--- AVAILABLE DATA Enclosed Below ---
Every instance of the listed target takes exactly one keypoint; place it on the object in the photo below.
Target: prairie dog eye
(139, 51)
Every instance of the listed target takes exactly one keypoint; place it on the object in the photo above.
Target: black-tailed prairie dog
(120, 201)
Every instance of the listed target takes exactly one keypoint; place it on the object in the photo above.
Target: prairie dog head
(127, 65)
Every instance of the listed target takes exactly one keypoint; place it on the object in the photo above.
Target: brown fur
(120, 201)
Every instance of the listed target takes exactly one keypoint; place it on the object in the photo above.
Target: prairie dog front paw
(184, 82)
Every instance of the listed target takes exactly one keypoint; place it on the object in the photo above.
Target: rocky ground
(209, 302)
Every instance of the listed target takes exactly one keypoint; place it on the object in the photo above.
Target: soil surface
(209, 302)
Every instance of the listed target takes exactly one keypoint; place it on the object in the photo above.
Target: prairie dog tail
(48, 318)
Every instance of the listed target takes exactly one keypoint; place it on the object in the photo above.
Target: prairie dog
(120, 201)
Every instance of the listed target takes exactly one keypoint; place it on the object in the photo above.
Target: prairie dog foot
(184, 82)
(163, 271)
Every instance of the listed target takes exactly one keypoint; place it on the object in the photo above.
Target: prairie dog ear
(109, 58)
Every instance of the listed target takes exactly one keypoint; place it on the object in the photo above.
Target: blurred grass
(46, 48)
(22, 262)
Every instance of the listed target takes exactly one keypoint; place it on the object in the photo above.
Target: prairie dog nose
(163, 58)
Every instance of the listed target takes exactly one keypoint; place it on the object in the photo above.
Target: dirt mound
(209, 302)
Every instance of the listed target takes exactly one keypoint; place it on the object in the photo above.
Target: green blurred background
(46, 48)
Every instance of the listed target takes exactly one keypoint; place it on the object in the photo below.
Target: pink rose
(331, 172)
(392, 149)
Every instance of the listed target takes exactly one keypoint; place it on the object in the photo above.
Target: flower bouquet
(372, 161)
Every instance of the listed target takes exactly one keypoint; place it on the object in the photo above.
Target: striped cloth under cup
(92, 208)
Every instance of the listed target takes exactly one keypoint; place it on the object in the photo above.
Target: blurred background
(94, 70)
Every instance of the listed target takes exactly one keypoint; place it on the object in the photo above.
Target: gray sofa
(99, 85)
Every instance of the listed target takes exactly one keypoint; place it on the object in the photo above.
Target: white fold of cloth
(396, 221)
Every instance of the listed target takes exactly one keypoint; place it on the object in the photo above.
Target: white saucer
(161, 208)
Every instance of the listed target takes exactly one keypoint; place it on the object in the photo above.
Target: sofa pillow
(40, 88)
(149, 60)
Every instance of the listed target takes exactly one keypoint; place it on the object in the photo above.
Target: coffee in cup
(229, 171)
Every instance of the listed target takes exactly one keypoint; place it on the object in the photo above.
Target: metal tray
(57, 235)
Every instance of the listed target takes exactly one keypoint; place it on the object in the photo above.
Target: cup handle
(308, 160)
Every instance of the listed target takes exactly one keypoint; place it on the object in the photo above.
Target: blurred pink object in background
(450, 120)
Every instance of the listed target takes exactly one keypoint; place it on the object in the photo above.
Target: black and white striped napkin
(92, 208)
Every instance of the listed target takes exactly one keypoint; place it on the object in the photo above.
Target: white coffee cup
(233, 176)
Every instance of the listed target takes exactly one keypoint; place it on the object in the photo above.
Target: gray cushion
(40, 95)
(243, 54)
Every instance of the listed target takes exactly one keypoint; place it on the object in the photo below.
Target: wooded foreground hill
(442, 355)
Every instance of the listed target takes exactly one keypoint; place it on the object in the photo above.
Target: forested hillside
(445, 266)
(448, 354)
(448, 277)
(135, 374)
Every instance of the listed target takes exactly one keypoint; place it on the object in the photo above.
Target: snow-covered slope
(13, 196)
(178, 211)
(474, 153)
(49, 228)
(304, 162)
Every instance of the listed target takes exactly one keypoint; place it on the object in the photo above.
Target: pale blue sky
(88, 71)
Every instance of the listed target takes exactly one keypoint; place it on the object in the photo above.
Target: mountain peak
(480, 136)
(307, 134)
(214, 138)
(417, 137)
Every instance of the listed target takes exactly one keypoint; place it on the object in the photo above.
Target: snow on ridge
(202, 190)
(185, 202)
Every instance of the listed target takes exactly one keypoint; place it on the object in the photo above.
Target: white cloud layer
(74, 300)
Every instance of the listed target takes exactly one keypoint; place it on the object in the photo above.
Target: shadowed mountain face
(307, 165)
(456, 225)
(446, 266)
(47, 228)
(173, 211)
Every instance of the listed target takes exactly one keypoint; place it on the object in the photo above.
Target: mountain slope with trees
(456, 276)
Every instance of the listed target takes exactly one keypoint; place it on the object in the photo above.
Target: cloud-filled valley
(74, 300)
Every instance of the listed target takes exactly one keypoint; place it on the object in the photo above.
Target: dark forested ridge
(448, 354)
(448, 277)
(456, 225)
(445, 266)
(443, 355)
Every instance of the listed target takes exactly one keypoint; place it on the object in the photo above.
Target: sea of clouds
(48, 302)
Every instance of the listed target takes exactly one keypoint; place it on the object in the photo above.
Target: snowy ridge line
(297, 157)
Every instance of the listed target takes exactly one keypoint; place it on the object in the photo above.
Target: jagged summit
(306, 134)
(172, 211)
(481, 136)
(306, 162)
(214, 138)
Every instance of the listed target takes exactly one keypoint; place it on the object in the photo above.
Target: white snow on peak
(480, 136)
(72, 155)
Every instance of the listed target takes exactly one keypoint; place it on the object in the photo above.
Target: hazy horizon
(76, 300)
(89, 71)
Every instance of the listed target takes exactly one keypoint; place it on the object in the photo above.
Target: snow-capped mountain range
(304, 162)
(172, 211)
--- End of Enclosed AVAILABLE DATA ---
WHAT TO PRODUCE » The whole listing above should be copied out exactly, line by line.

SOLUTION BELOW »
Every instance of the listed target takes exactly one keypoint; place it on the object in the photo below.
Target: prairie dog eye
(139, 51)
Every instance of the listed target takes exactly one keypoint; place it on the object in the photo above.
Target: black-tailed prairie dog
(120, 201)
Every instance of the listed target takes exactly one keypoint; place it on the object in the photo above.
Target: prairie dog head
(127, 65)
Every instance of the listed target takes exactly one keypoint; place it on the object in the photo above.
Target: brown fur
(120, 201)
Every instance of the listed target takes exactly one keypoint; place it on the object in the photo above.
Target: prairie dog front paw
(184, 82)
Every instance of the listed target takes exactly one keypoint; place it on the object in the photo above.
Target: rocky ground
(209, 302)
Every instance of the listed target takes exactly one keypoint; place it on the object in the photo above.
Target: soil surface
(209, 302)
Every instance of the listed target takes exactly one keypoint; place it on the object in the photo above.
Target: prairie dog tail
(48, 318)
Every instance of the listed target takes exactly one keypoint; place it on the object in the photo above.
Target: prairie dog
(120, 201)
Every instance of the listed target takes exactly one keypoint; place it on the object in the photo above.
Target: prairie dog foot
(184, 82)
(163, 271)
Every instance of the listed target takes exactly one keypoint; place it on the object in the photo above.
Target: prairie dog ear
(109, 58)
Every instance of the listed target takes exactly one keypoint; place it on the object in the photo above.
Target: blurred grass
(46, 48)
(22, 262)
Every instance of the listed target takes exactly one keypoint; place it on the object in the photo above.
Target: prairie dog nose
(163, 58)
Every instance of the listed target takes exactly one keypoint; place it on the object in the photo above.
Target: dirt mound
(209, 302)
Every instance of the listed target takes exactly one keypoint; place it on the object in the photo above.
Target: green blurred background
(46, 48)
Every instance of the listed target takes exactly one keypoint; place it on the object in the photo below.
Target: pink rose
(331, 172)
(392, 149)
Every instance of the listed target takes exactly one keypoint; place it on the object in the photo above.
Target: flower bouquet
(372, 161)
Every instance of the listed target takes exactly one keypoint; place it on the object in the photo above.
Target: striped cloth under cup
(92, 208)
Every instance of the listed target takes exactly one keypoint; place it on the object in the photo above.
Target: blurred background
(94, 70)
Every instance of the listed target takes exactly one keypoint; place it on the object in the photo above.
Target: gray sofa
(99, 85)
Every instance of the listed target takes exactly one keypoint; place it on the object in the photo above.
Target: white fold of cloth
(396, 221)
Every instance of the listed target takes exactly one keypoint; place it on the object in the photo above.
Target: white saucer
(161, 208)
Every instance of the listed target takes exactly one keypoint; place it on the object in the photo above.
Target: sofa pillow
(40, 88)
(149, 60)
Every instance of the listed target takes exactly one keypoint; place it on the object in the photo above.
Target: coffee in cup
(229, 171)
Every instance of the listed target takes exactly one keypoint; place it on the object in the photo above.
Target: metal tray
(57, 235)
Every instance of the listed target takes exactly one keypoint; place it on the object in the photo above.
Target: cup handle
(308, 160)
Every instance of the listed target takes exactly one keypoint; place it on the object in the photo above.
Target: blurred pink object in background
(450, 120)
Every instance of the listed target takes exactly one keypoint; place it on the object in the photo above.
Target: black and white striped napkin
(92, 208)
Every instance of the listed target takes exactly one keypoint; place it on the object in the photo above.
Target: white coffee cup
(233, 176)
Every instance of the listed target takes exactly one keypoint; place it on the object in the photo above.
Target: gray cushion
(40, 95)
(243, 54)
Every instance of the listed target takes exactly one keypoint; place it on the object in the photo below.
Target: wooded foreground hill
(442, 355)
Every instance of the listed target takes exactly one keypoint; place it on the object in the photo above.
Target: forested hillside
(445, 266)
(448, 354)
(448, 277)
(135, 374)
Every instance of the listed target takes exactly one keypoint; place it on the object in the photo above.
Target: snow-covered slope
(13, 196)
(178, 211)
(474, 153)
(49, 228)
(304, 162)
Every instance of the listed target takes exactly one keypoint; place it on the object in the photo above.
Target: pale blue sky
(88, 71)
Every instance of the listed target takes exactly one keypoint; place it on the object in the photo above.
Target: mountain peak
(480, 136)
(307, 134)
(214, 138)
(417, 137)
Every instance of the listed target takes exactly one keypoint; place it on the object in the photo above.
Target: snow on ridge
(202, 190)
(185, 202)
Every instance of the listed target takes exactly one keypoint; place it on the object in the photo above.
Target: white cloud layer
(74, 300)
Every instance of the listed target takes exactly one keypoint; place it on the object in the photo above.
Target: shadowed mountain face
(307, 165)
(456, 225)
(446, 266)
(47, 228)
(173, 211)
Every instance of the listed target takes exactly one keypoint; place it on the object in the photo above.
Target: mountain slope with trees
(456, 276)
Every instance of the listed target takes exactly one keypoint; place it on the object in the photo above.
Target: cloud-filled valley
(74, 300)
Every instance of the listed target takes exactly one keypoint; place it on the object in the photo above.
Target: dark forested ridge
(448, 354)
(448, 277)
(456, 225)
(445, 266)
(443, 355)
Every instance of the listed target takes exactly one keypoint; place it on the object in the photo above.
Target: sea of clouds
(48, 302)
Every instance of the listed target takes exactly one keypoint; place it on the object in the photo above.
Target: snowy ridge line
(297, 157)
Every instance of the listed target takes exactly one keypoint; place it on the object in the photo above.
Target: jagged summit
(306, 134)
(172, 211)
(481, 136)
(306, 162)
(214, 138)
Every instance of the listed target takes exactly one keypoint; place it on the object in the photo above.
Target: white snow on peak
(480, 136)
(72, 155)
Every instance of the listed target takes exactly one keypoint; place it on the object in the photo above.
Target: hazy horizon
(76, 300)
(89, 71)
Every instance of the listed target takes exactly one keypoint; place it on the object in the photo above.
Target: snow-capped mountain range
(304, 162)
(172, 211)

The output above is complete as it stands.